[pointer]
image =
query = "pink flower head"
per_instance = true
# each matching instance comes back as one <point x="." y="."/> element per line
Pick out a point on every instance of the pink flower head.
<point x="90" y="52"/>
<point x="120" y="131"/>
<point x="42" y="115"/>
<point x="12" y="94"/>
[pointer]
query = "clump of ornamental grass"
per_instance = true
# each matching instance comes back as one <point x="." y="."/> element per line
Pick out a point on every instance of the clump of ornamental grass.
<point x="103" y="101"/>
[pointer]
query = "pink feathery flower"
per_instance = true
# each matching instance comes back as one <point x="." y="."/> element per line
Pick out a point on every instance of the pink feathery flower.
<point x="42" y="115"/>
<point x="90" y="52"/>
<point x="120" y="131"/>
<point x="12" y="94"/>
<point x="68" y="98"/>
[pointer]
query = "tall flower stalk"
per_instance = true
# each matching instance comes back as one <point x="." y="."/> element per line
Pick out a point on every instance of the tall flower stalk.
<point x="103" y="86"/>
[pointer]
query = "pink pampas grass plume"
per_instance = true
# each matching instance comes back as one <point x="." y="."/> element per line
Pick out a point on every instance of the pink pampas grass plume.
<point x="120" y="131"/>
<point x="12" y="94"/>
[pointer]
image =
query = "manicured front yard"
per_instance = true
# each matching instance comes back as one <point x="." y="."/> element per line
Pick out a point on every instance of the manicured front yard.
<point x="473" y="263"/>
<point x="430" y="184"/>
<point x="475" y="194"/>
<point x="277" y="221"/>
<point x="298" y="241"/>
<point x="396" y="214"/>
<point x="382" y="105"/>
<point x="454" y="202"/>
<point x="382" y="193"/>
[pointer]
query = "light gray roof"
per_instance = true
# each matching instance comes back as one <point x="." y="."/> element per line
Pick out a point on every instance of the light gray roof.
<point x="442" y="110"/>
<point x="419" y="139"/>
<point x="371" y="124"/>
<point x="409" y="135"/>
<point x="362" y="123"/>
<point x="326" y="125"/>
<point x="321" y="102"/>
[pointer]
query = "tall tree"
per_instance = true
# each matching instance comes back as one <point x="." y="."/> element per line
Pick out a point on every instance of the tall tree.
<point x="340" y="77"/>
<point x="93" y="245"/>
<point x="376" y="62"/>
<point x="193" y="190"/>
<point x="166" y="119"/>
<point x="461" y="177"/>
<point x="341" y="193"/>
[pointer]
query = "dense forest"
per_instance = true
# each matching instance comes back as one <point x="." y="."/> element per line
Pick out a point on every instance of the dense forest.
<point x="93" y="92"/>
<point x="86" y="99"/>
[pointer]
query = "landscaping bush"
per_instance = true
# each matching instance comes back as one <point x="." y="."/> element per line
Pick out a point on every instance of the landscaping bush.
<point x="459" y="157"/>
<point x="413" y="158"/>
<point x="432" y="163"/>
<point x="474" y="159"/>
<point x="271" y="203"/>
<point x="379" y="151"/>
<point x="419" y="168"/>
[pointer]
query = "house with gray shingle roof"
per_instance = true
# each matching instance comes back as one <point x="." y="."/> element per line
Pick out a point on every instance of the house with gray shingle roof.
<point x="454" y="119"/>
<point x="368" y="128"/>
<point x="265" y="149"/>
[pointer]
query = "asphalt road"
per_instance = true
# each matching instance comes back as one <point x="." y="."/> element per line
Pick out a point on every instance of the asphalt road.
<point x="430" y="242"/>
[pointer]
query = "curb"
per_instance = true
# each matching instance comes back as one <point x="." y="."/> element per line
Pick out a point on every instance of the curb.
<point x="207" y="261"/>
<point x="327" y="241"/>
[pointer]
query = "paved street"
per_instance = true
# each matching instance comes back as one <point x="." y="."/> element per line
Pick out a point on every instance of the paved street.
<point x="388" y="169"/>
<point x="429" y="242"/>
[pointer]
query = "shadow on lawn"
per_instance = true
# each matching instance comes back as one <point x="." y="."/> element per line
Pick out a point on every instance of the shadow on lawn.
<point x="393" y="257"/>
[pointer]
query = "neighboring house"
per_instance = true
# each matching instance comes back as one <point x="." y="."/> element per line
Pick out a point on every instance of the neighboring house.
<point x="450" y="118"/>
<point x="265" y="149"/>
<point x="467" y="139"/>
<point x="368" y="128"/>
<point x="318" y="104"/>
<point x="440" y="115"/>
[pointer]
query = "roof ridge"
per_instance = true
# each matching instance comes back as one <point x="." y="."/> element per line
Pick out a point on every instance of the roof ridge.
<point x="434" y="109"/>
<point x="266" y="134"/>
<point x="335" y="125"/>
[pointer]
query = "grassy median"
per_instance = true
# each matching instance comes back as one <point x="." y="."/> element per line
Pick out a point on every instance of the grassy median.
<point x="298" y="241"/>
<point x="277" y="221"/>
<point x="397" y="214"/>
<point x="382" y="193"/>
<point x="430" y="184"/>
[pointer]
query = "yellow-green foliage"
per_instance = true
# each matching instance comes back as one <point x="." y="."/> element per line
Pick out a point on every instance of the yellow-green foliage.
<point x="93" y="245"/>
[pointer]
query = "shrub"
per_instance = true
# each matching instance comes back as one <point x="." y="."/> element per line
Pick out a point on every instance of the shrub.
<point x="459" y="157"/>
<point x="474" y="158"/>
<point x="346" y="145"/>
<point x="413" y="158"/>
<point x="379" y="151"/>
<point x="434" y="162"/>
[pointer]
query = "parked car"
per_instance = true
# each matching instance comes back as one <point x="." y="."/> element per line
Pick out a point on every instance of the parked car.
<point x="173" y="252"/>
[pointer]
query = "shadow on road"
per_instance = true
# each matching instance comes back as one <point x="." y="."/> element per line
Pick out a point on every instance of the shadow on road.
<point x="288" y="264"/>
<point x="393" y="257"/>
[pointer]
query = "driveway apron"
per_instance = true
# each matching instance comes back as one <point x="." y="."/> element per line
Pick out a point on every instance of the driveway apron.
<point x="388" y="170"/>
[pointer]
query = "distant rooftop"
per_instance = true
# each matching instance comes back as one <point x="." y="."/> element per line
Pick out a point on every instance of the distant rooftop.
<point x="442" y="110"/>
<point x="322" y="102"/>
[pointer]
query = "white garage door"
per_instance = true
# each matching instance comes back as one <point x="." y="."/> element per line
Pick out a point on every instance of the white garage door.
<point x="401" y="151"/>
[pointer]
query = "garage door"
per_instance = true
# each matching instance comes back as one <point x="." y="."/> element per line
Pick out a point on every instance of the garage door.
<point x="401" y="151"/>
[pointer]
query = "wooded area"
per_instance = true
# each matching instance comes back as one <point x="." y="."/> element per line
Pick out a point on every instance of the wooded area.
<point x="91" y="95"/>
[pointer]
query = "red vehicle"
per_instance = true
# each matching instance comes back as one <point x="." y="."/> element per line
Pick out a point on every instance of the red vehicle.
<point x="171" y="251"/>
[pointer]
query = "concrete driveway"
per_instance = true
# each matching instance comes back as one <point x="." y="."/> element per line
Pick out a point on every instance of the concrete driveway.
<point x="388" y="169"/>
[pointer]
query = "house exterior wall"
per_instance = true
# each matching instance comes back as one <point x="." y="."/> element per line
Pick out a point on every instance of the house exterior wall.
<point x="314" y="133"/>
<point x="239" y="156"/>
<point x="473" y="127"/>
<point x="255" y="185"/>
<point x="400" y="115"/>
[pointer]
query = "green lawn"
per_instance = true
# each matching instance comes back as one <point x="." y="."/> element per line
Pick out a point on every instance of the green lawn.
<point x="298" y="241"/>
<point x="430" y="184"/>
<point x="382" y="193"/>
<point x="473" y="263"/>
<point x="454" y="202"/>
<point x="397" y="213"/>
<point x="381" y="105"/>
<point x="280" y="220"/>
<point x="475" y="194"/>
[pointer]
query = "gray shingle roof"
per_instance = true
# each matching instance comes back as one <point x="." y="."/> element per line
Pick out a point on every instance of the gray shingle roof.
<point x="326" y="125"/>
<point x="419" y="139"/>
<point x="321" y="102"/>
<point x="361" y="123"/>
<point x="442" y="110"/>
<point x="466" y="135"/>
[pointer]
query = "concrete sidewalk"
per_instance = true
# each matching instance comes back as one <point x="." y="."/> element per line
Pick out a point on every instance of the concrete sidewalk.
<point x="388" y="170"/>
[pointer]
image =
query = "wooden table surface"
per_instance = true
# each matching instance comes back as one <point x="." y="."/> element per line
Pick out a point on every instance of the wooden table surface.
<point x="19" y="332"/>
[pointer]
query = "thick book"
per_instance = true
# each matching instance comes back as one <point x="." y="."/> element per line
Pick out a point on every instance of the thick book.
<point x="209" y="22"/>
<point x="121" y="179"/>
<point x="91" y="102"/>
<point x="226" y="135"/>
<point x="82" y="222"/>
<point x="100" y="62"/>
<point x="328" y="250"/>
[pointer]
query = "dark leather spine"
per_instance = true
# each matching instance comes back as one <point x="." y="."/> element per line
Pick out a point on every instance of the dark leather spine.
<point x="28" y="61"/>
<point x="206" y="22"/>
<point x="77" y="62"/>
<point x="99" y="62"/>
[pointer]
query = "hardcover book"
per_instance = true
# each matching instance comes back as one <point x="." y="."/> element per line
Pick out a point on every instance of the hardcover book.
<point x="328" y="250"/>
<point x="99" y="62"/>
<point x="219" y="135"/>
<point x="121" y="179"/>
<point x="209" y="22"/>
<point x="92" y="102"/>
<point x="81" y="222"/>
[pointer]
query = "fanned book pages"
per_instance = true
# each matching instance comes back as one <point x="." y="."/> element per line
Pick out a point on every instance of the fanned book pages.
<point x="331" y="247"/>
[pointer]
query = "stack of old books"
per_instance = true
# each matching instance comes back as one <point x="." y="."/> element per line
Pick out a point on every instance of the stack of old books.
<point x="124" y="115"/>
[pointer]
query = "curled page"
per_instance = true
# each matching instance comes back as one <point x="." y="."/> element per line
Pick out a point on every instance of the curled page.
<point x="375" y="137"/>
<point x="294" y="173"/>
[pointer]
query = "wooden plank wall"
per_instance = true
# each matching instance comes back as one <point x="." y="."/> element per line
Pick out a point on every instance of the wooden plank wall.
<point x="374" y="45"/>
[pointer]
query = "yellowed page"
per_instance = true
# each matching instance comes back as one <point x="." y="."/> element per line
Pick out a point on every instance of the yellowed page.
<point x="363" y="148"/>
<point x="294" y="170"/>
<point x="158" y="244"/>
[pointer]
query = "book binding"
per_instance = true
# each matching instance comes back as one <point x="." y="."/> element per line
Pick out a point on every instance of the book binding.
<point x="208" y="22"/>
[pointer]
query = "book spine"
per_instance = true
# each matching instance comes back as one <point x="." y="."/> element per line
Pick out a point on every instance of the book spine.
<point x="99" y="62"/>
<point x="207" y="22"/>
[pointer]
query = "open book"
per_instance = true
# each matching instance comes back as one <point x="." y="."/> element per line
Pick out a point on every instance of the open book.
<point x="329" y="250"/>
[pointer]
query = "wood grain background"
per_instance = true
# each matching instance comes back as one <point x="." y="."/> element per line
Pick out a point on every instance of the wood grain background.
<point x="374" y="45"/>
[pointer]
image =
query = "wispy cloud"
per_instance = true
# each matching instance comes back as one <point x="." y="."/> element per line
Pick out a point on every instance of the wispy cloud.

§ Instructions to follow: Count the lines in the listing that contain the string "clump" and give only that number.

§ Written response: 2